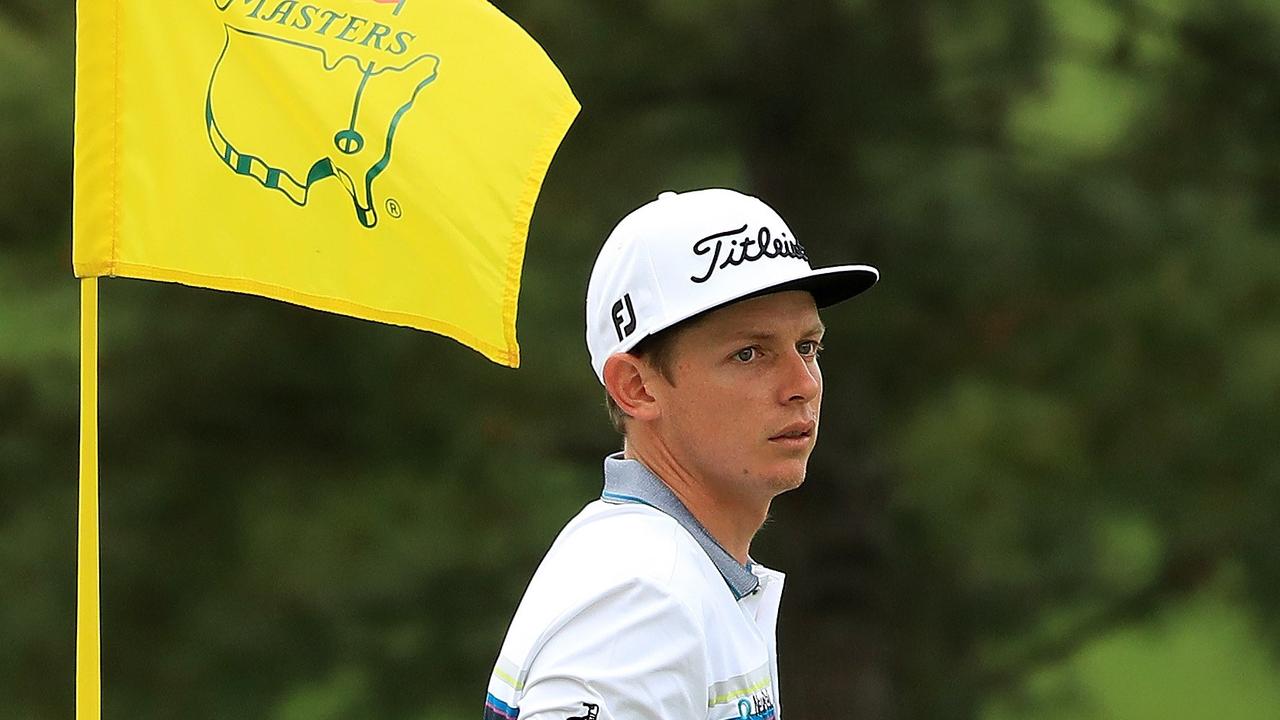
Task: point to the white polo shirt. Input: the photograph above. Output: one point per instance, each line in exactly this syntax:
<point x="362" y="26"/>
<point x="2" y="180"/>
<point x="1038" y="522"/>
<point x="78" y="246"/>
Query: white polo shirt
<point x="638" y="613"/>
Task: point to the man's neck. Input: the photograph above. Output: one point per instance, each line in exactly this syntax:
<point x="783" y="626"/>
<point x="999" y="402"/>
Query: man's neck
<point x="731" y="520"/>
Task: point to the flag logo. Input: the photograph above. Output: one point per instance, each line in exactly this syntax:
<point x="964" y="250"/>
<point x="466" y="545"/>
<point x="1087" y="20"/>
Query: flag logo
<point x="375" y="78"/>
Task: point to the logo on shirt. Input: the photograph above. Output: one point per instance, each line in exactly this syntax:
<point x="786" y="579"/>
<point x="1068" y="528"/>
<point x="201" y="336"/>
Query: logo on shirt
<point x="759" y="706"/>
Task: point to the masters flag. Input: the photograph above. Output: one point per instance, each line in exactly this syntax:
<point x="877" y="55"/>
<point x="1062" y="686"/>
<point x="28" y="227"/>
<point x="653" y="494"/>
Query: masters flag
<point x="373" y="158"/>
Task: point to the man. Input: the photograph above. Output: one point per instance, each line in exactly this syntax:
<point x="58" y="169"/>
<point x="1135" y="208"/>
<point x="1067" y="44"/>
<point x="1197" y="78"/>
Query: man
<point x="702" y="322"/>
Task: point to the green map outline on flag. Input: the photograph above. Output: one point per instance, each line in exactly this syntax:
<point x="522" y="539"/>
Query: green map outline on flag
<point x="296" y="178"/>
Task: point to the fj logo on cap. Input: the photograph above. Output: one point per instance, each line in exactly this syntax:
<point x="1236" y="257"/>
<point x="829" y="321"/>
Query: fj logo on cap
<point x="744" y="249"/>
<point x="624" y="318"/>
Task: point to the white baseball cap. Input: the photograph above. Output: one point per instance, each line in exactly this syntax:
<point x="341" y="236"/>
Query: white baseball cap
<point x="688" y="253"/>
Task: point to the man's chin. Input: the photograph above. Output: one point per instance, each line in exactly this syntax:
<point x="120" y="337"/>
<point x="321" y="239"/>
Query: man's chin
<point x="789" y="478"/>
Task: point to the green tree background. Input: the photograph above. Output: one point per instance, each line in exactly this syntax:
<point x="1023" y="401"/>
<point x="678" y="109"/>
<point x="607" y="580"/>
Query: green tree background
<point x="1050" y="475"/>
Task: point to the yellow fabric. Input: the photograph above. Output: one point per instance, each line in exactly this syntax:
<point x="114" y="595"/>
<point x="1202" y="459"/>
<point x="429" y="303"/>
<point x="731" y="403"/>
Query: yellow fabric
<point x="88" y="678"/>
<point x="374" y="158"/>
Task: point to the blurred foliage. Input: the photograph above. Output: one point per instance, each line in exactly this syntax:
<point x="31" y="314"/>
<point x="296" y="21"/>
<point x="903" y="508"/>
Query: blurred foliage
<point x="1048" y="433"/>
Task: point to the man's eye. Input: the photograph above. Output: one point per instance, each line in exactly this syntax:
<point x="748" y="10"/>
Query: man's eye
<point x="809" y="347"/>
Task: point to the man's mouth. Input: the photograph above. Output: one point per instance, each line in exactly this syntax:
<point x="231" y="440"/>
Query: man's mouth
<point x="795" y="433"/>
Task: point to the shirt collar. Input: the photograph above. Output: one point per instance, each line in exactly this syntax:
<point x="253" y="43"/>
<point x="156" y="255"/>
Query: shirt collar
<point x="630" y="481"/>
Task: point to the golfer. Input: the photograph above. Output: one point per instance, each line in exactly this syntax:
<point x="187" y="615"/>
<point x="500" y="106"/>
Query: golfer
<point x="702" y="322"/>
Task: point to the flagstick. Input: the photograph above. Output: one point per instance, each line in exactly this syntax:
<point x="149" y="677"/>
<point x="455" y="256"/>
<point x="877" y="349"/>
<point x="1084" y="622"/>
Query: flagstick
<point x="88" y="664"/>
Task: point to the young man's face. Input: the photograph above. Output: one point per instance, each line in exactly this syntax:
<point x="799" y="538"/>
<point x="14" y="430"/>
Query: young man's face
<point x="741" y="410"/>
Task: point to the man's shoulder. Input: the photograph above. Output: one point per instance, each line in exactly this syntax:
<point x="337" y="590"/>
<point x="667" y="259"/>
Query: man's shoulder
<point x="616" y="543"/>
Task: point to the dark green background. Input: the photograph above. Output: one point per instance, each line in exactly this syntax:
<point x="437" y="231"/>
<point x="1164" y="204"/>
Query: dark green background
<point x="1048" y="479"/>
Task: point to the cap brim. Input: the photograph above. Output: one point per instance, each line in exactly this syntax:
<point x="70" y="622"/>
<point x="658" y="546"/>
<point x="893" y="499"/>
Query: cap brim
<point x="828" y="286"/>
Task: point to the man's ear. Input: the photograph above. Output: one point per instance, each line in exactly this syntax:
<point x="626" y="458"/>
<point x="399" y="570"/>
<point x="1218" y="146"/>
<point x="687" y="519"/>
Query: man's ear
<point x="627" y="378"/>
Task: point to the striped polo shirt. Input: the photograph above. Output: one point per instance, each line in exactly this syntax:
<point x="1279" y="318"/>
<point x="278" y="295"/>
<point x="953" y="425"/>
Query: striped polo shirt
<point x="638" y="613"/>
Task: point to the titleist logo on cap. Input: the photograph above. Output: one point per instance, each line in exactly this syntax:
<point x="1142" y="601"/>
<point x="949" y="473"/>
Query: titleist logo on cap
<point x="746" y="249"/>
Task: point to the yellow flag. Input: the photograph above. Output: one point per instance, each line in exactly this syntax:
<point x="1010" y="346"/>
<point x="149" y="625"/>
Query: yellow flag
<point x="373" y="158"/>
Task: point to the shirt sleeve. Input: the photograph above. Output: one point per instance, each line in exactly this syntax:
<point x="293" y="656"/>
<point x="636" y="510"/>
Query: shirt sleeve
<point x="635" y="652"/>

:: Task ::
Exclude every picture and copy the remaining data exactly.

:: Your solution ::
Task: point to the white polo shirt. Input: the photograph above. Output: one point per instance, each line in exactly this syntax:
<point x="362" y="26"/>
<point x="2" y="180"/>
<point x="1038" y="522"/>
<point x="78" y="246"/>
Query: white polo shirt
<point x="638" y="613"/>
Task: point to the man's neck. Input: the photograph above. Output: one point per instance, each line in exactly this syntax:
<point x="783" y="626"/>
<point x="999" y="402"/>
Query: man's neck
<point x="731" y="520"/>
Task: point to the flag logo. Input: the photograph above. Output: one point per instance, each line in exactly this syntax:
<point x="964" y="250"/>
<point x="466" y="545"/>
<point x="1087" y="20"/>
Query: flag logo
<point x="375" y="78"/>
Task: point to the logo on shirt. Input: the photograph above. Output: one point per instance, each line in exactly this syntax:
<point x="786" y="579"/>
<point x="1068" y="528"/>
<point x="201" y="336"/>
Query: logo on shirt
<point x="759" y="706"/>
Task: point to the masters flag. Input: the photograph above. Output: one point per instance, each line in exactly this syntax:
<point x="877" y="55"/>
<point x="1062" y="686"/>
<point x="28" y="227"/>
<point x="653" y="494"/>
Query: masters flag
<point x="373" y="158"/>
Task: point to the man. Input: the photograph above. Output: one point per instance, each line in exactly this syntax:
<point x="58" y="169"/>
<point x="1135" y="208"/>
<point x="1067" y="44"/>
<point x="1197" y="78"/>
Query: man
<point x="702" y="322"/>
Task: point to the green map outline on flag. Input: the photograph above. Output: one point per instance, each line in exactly this syntax:
<point x="522" y="539"/>
Query: green map outline on flag
<point x="296" y="178"/>
Task: point to the fj logo on cap. Input: the photograph above. Output: one point per instance, each line in exactly this syntax:
<point x="1236" y="257"/>
<point x="829" y="321"/>
Query: fj logo on cap
<point x="744" y="249"/>
<point x="624" y="318"/>
Task: point to the white baseball cap. Input: the photograph above. Output: one point per instance, each line in exactly this syntax:
<point x="341" y="236"/>
Query: white baseball cap
<point x="688" y="253"/>
Task: point to the man's chin. Input: the photograph above. Output: one point per instance, each line in exactly this syntax:
<point x="120" y="337"/>
<point x="321" y="239"/>
Query: man's chin
<point x="789" y="478"/>
Task: point to the green tree background. Input: the photograph above. Output: one point per instance, each line in exactly this syntax:
<point x="1023" y="401"/>
<point x="678" y="109"/>
<point x="607" y="580"/>
Query: green tree background
<point x="1050" y="475"/>
Task: point to the yellow fabric. Input: the photograph above. Output: one point per instance, each line in exactly this syntax:
<point x="114" y="595"/>
<point x="1202" y="459"/>
<point x="429" y="303"/>
<point x="731" y="403"/>
Query: yellow fabric
<point x="88" y="678"/>
<point x="374" y="158"/>
Task: point to the blurred foliage. Input: the photograph above. Output: one point per instance, each line in exactly this syntax:
<point x="31" y="314"/>
<point x="296" y="21"/>
<point x="903" y="508"/>
Query: blurred foliage
<point x="1048" y="433"/>
Task: point to the man's eye. Input: the photograph above. Output: one point per instance, each line in exactly this syntax:
<point x="748" y="10"/>
Query: man's eye
<point x="809" y="347"/>
Task: point to the man's mouth. Input: the photograph above. Output: one point per instance, each line in exactly this syntax:
<point x="231" y="440"/>
Query: man's mouth
<point x="795" y="433"/>
Task: point to the shirt collar. Input: the photograph above. Output: one point per instance, each line in exactly this syntax:
<point x="253" y="43"/>
<point x="156" y="255"/>
Query: shirt collar
<point x="630" y="481"/>
Task: point to the golfer. Input: the photograph above. Output: one point per instance, each line in exactly this syntax:
<point x="187" y="615"/>
<point x="500" y="106"/>
Query: golfer
<point x="702" y="322"/>
Task: point to the flagstick. Input: the photograph above. Output: one point per instance, each line in exactly this syntax:
<point x="149" y="677"/>
<point x="455" y="256"/>
<point x="877" y="349"/>
<point x="1084" y="622"/>
Query: flagstick
<point x="88" y="664"/>
Task: point to the young man's face. Input: the photograph above. Output: one point per instance, each line in exactly this syntax:
<point x="799" y="538"/>
<point x="14" y="430"/>
Query: young man's face
<point x="741" y="410"/>
Task: point to the man's shoulder. Input: the photograph above. Output: one point per instance, each line in exactly this syntax:
<point x="337" y="590"/>
<point x="667" y="259"/>
Query: man's shoulder
<point x="616" y="543"/>
Task: point to the dark green background. Input: the photograph above. Output: one point per instance, each line in exactly this syntax:
<point x="437" y="231"/>
<point x="1164" y="204"/>
Query: dark green background
<point x="1048" y="479"/>
Task: point to the cap brim. Input: the photograph above. Output: one point per instance, each line in exactly this syntax:
<point x="70" y="622"/>
<point x="658" y="546"/>
<point x="893" y="499"/>
Query: cap brim
<point x="828" y="286"/>
Task: point to the man's ear. Input: the photograph above. Output: one point per instance, each line in exactly this syntax:
<point x="626" y="458"/>
<point x="399" y="570"/>
<point x="1218" y="146"/>
<point x="687" y="519"/>
Query: man's ear
<point x="627" y="378"/>
Task: point to the striped polo shirt. Input: the photograph above. Output: one point per instance, each line in exactly this syntax:
<point x="1279" y="318"/>
<point x="278" y="295"/>
<point x="953" y="425"/>
Query: striped polo shirt
<point x="638" y="613"/>
Task: point to the titleist logo on cap. Input: the photograph above. Output: one point per instance, each line in exactly this syntax:
<point x="1142" y="601"/>
<point x="949" y="473"/>
Query: titleist logo on cap
<point x="746" y="249"/>
Task: point to the yellow flag. Input: the photograph above. Output: one point per instance, each line in exactly this syntax:
<point x="1010" y="346"/>
<point x="149" y="625"/>
Query: yellow flag
<point x="373" y="158"/>
Task: point to the shirt sleeve. Input: the photograph above. Output: one point per instance, each line in exactly this syntax:
<point x="293" y="656"/>
<point x="636" y="510"/>
Query: shirt sleeve
<point x="635" y="652"/>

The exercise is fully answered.